_Selected extract_

-- Begin --

Update: Overnight, nearly 8,000 Leadnow members sent messages to Brookfield Asset Management's executives demanding they respect the democratic rights of protesters. This morning, faced with a massive global outcry and thousands of protesters ready to non-violently resist eviction (including Tria Donaldson), Brookfield Asset Management and Mayor Bloomberg backed down!

This is a big step in the right direction, but it's not over yet. Brookfield has only stated that it will delay eviction. We need them to honour that committment which is why Leadnow is asking Canadians to send messages to Brookfield Asset Management's executives, asking them to publicly state that it supports the right of the protesters to: 

  1. Continue occupying Zuccotti Park without interference. 
  2. Supply themselves with the minimum requirements for safety and sanitation: such as toilets, showers, tents, warm bedding and other necessities that they decide they require. 

Take action here: http://leadnow.ca/stop-occupy-wall-street-eviction


Occupy Wall Street keeps gaining momentum, with occupation actions starting up in cities across the world. While Canadians on this side of the border prepare for Saturdays Occupy Canada actions, it has just been revealed that a Canadian company is trying to shut down the birthplace of the movement: Zuccotti Park.

Mayor Bloomberg and the NYPD notified Occupy Wall Street participants about plans to "clean the park" -- the site of the occupation -- Friday starting at 7 a.m.

According to NYC Police Commissioner Ray Kelly:

"People will have to remove all their belongings and leave the park...After it's cleaned, they'll be able to come back. But they won't be able to bring back the gear, the  sleeping bags, that sort of thing." In short: "cleaning" is a thin cover for eviction.

The attempted eviction comes hours before a global day of solidarity actions. The movement is taking the world by storm with a message that resonates powerfully with the millions of regular people: growing economic inequality is corrupting our democracies and making most people's lives worse.

-- End --

_Data extract_
-- Begin --

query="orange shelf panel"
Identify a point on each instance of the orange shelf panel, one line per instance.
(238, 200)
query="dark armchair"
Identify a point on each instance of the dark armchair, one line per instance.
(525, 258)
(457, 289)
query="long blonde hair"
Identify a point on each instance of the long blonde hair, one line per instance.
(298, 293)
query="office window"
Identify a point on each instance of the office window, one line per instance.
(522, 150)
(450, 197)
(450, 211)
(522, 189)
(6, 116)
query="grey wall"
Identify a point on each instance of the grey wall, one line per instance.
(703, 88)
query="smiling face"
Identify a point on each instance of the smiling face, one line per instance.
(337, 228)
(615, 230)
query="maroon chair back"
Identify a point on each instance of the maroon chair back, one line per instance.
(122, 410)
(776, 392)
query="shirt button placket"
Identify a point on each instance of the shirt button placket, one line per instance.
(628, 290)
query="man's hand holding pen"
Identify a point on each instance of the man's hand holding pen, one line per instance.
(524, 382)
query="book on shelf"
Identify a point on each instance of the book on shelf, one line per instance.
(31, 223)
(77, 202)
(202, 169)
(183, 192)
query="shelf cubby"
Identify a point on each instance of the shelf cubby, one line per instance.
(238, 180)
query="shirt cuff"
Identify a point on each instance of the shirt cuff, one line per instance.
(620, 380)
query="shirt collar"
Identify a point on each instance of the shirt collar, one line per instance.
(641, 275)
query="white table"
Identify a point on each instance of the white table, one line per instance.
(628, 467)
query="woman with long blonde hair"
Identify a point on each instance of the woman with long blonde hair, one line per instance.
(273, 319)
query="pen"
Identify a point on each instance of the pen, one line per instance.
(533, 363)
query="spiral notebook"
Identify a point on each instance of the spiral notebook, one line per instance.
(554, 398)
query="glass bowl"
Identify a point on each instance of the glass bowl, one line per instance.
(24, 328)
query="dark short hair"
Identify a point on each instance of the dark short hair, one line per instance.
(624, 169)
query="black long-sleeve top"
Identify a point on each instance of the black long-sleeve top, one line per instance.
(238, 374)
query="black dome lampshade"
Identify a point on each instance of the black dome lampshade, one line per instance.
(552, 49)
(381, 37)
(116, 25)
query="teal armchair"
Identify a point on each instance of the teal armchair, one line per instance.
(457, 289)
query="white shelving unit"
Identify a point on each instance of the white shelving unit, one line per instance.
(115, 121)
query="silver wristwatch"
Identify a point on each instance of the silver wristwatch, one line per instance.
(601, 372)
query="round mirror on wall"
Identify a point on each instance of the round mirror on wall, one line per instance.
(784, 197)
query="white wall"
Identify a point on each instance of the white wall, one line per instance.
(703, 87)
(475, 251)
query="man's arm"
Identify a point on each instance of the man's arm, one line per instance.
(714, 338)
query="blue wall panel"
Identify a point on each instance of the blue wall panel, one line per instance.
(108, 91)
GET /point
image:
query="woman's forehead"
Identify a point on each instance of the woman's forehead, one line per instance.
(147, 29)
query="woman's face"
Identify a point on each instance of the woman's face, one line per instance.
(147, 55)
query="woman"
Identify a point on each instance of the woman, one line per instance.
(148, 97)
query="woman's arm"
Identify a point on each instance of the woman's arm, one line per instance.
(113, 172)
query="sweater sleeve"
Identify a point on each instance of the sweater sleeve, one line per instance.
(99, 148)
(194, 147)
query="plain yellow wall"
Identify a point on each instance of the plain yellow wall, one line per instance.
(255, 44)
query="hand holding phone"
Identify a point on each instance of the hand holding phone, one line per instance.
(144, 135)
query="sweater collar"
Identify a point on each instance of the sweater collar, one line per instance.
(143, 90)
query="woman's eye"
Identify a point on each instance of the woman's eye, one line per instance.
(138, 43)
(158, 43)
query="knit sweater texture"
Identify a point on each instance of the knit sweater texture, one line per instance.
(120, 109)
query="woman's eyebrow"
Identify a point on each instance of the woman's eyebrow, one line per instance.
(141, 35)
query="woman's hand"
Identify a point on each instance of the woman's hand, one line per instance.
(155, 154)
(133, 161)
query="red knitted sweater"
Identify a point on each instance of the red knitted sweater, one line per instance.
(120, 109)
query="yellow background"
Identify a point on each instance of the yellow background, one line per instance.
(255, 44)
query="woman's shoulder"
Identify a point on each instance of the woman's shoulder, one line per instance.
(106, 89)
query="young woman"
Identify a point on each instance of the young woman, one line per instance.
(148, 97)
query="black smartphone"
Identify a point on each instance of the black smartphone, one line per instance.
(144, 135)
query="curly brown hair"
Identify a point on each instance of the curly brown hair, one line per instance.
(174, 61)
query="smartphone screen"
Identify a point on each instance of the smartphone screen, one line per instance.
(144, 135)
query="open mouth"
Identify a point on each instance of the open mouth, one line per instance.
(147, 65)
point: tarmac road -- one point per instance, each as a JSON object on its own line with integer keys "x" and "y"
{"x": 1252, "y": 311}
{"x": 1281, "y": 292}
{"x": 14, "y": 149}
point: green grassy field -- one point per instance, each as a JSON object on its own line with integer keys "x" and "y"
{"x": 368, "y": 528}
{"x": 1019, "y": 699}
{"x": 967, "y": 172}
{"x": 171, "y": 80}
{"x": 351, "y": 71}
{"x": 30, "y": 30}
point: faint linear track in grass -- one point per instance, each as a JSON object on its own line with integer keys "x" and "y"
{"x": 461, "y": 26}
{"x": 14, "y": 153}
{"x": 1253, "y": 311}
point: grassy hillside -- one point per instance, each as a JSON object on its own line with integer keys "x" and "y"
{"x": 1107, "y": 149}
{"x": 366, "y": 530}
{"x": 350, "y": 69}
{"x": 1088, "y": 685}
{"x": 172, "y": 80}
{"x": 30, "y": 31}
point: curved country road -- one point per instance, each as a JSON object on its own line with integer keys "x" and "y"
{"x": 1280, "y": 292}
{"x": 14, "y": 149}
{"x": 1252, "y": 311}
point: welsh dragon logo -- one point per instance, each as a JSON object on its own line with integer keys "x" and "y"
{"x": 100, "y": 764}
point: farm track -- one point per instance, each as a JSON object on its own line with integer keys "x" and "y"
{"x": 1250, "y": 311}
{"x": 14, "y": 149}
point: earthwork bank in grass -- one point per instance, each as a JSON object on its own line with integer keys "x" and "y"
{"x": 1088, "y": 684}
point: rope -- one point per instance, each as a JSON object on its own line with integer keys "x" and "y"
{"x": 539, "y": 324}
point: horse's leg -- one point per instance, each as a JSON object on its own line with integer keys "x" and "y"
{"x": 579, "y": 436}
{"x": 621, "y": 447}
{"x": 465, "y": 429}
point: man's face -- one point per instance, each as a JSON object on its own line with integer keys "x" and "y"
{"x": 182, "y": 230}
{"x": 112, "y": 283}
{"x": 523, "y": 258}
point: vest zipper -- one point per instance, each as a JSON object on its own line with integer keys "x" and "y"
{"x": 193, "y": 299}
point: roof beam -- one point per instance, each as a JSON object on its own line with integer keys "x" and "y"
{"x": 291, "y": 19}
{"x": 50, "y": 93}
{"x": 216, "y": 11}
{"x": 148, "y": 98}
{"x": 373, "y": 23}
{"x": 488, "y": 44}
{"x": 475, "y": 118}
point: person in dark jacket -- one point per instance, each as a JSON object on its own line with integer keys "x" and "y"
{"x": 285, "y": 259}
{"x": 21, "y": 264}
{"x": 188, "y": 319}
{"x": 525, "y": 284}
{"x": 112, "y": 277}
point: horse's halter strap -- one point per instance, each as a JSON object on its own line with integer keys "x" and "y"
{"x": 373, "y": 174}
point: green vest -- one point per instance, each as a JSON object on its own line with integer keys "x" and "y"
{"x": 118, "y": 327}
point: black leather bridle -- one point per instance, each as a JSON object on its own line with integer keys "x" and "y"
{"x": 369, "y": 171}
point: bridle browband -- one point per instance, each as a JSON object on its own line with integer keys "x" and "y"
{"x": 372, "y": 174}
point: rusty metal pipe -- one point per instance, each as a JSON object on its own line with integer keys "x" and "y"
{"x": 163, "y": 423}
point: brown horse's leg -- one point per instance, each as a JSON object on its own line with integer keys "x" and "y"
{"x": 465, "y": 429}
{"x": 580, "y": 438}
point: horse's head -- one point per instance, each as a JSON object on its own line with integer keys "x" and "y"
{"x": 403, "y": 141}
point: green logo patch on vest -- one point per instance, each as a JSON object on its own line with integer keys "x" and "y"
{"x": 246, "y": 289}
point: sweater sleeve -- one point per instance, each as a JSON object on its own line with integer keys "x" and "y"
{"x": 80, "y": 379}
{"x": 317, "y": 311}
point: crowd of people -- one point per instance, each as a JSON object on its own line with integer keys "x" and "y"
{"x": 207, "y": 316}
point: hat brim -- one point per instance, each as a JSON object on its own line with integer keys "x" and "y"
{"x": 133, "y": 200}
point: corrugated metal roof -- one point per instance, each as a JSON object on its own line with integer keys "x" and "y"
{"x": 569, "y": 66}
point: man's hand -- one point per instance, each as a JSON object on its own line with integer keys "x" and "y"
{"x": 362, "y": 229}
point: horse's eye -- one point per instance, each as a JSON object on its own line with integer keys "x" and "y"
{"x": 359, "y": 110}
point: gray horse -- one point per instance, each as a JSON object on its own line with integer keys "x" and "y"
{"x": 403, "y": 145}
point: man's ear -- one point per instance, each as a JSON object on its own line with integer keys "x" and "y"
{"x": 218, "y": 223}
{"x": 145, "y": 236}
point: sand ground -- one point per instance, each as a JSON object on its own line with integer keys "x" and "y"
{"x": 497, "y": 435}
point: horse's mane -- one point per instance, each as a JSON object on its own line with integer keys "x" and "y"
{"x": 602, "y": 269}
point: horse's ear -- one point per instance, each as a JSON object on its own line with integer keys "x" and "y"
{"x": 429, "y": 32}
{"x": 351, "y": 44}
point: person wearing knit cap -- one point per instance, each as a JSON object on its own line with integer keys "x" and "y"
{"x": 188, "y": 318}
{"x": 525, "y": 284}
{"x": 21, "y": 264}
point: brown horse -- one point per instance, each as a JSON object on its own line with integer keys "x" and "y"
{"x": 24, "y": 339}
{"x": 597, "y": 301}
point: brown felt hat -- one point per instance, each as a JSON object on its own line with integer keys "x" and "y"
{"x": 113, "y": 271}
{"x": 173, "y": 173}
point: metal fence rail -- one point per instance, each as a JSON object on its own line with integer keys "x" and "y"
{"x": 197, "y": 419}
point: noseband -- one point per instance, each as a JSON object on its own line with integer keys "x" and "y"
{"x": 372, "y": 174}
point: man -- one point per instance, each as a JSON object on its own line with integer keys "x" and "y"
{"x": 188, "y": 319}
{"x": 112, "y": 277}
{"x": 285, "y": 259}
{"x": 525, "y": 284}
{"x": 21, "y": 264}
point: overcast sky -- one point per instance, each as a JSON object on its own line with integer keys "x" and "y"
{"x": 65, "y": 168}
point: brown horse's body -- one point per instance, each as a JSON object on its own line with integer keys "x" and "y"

-- End --

_What to work on_
1 – Could you rewrite the paragraph in the Zuccotti Park update above that begins "Occupy Wall Street keeps gaining momentum" as two shorter sentences, keeping its main facts?
2 – Can you repeat the part of the Zuccotti Park update above starting at "Update: Overnight, nearly 8,000" and ending at "Bloomberg backed down!"?

_Answers for the tasks_
1 – Occupy Wall Street is spreading, with occupations starting in cities around the world. As Canadians prepare for the Saturday Occupy Canada actions, it has emerged that a Canadian company is trying to shut down Zuccotti Park, where the movement began.

2 –
Update: Overnight, nearly 8,000 Leadnow members sent messages to Brookfield Asset Management's executives demanding they respect the democratic rights of protesters. This morning, faced with a massive global outcry and thousands of protesters ready to non-violently resist eviction (including Tria Donaldson), Brookfield Asset Management and Mayor Bloomberg backed down!